Input material:
---
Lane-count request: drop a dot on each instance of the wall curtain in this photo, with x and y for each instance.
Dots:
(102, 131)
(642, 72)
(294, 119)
---
The exercise:
Your task is to reproduce all of the records exactly.

Exercise solution:
Lane-count request: drop a dot on each instance of the wall curtain in this photo, with x and y for each instance.
Dots:
(102, 131)
(642, 72)
(294, 119)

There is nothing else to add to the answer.